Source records
__________________________________________________

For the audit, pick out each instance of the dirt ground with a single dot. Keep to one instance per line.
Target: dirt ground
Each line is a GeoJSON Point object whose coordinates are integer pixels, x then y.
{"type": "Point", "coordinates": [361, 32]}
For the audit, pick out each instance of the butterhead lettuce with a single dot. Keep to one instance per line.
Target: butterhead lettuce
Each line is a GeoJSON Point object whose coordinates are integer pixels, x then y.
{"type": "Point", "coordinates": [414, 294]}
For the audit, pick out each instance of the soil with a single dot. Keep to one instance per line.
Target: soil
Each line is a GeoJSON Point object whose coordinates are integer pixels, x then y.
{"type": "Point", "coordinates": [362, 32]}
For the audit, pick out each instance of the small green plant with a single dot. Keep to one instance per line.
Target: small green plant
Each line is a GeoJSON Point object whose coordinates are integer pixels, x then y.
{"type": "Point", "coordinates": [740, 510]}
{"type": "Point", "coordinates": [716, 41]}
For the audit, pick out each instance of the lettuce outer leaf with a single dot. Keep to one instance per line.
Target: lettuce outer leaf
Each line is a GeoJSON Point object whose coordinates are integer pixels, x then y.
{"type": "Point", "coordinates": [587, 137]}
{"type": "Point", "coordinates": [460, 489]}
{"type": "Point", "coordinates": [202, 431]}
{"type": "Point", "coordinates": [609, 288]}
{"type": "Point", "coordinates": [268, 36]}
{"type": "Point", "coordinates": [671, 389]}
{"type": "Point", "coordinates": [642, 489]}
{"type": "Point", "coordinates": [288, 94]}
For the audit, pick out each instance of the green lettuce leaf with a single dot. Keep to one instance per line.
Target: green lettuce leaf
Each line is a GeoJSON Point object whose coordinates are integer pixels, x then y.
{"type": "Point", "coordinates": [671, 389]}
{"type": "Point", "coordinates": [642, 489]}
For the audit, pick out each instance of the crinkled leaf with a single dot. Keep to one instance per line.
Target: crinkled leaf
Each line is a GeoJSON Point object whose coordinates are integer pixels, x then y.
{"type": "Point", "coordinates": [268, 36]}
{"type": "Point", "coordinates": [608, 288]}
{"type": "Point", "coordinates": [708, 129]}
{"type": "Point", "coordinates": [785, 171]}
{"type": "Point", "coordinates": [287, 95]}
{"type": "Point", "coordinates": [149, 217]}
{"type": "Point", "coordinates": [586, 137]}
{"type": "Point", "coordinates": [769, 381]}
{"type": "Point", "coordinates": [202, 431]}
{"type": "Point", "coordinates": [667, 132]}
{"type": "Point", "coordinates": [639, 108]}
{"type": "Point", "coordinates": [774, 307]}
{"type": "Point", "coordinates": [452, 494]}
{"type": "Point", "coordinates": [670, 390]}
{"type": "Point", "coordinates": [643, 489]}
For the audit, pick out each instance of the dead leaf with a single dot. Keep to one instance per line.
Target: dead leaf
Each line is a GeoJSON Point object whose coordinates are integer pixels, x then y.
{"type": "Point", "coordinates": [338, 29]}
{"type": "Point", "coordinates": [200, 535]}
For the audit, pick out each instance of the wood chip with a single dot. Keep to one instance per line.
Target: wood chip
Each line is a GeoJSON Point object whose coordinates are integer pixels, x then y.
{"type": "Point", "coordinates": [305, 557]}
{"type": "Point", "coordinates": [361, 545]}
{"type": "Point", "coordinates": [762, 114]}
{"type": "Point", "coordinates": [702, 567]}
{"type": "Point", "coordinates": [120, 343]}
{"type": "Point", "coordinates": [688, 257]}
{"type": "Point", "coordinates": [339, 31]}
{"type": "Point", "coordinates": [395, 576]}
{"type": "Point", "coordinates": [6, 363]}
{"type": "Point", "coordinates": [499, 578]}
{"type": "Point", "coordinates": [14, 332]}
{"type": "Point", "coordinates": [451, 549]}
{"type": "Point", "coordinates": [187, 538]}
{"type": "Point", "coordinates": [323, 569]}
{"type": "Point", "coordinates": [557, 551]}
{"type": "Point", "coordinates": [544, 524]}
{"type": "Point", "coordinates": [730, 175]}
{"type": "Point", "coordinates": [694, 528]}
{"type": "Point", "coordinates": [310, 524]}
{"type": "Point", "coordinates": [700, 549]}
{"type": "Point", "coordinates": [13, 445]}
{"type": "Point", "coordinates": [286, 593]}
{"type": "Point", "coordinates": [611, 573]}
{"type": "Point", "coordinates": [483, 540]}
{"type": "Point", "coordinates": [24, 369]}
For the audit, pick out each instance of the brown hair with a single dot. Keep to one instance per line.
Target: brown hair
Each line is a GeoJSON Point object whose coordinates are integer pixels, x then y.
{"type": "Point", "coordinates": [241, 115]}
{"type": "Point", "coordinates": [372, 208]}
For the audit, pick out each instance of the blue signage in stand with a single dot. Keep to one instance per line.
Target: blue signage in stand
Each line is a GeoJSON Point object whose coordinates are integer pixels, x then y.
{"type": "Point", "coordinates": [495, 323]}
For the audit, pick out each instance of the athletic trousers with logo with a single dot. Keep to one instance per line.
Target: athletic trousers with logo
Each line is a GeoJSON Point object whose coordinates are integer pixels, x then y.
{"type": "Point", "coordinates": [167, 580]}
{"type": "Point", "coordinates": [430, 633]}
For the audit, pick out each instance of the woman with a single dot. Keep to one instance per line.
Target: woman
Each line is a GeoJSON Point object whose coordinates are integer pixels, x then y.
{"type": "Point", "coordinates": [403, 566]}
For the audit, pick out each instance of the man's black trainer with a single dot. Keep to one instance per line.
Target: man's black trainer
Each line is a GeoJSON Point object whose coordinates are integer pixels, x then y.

__________________________________________________

> _The problem_: The lines running from the start of the data through the one that contains "Target: crinkled leaf" should be reproduced exactly, and only those.

> _Written solution_:
For the audit, pick out each instance of the dirt ground with a single dot. Keep to one instance per line.
Target: dirt ground
Each line is a GeoJSON Point object whose coordinates are integer pixels, x then y.
{"type": "Point", "coordinates": [361, 32]}
For the audit, pick out each instance of the butterhead lettuce with a single dot. Keep to one instance per line.
Target: butterhead lettuce
Each line is a GeoJSON Point object whose coordinates are integer pixels, x then y.
{"type": "Point", "coordinates": [414, 294]}
For the audit, pick out each instance of the soil with a single dot. Keep to one instance per line.
Target: soil
Each line is a GeoJSON Point object whose coordinates are integer pixels, x then y.
{"type": "Point", "coordinates": [362, 32]}
For the audit, pick out each instance of the small green plant with a single dot. Keep to one instance per line.
Target: small green plant
Each line is a GeoJSON Point object whose coordinates are integer pixels, x then y.
{"type": "Point", "coordinates": [740, 510]}
{"type": "Point", "coordinates": [716, 41]}
For the audit, pick out each instance of the lettuce outer leaf with a single dot. Keep to one instance per line.
Target: lettuce outer leaf
Each line is a GeoJSON Point object whose coordinates are integer pixels, x then y.
{"type": "Point", "coordinates": [587, 137]}
{"type": "Point", "coordinates": [460, 489]}
{"type": "Point", "coordinates": [202, 431]}
{"type": "Point", "coordinates": [609, 288]}
{"type": "Point", "coordinates": [268, 36]}
{"type": "Point", "coordinates": [671, 389]}
{"type": "Point", "coordinates": [642, 489]}
{"type": "Point", "coordinates": [288, 94]}
For the audit, pick out each instance of the green lettuce leaf with a single dot. Keep to one instance per line.
Target: green lettuce leaf
Each line is a GeoJSON Point object whose coordinates are integer pixels, x then y.
{"type": "Point", "coordinates": [671, 389]}
{"type": "Point", "coordinates": [642, 489]}
For the audit, pick out each instance of the crinkled leaf with a single dot. Keep to one instance per line.
Target: crinkled leaf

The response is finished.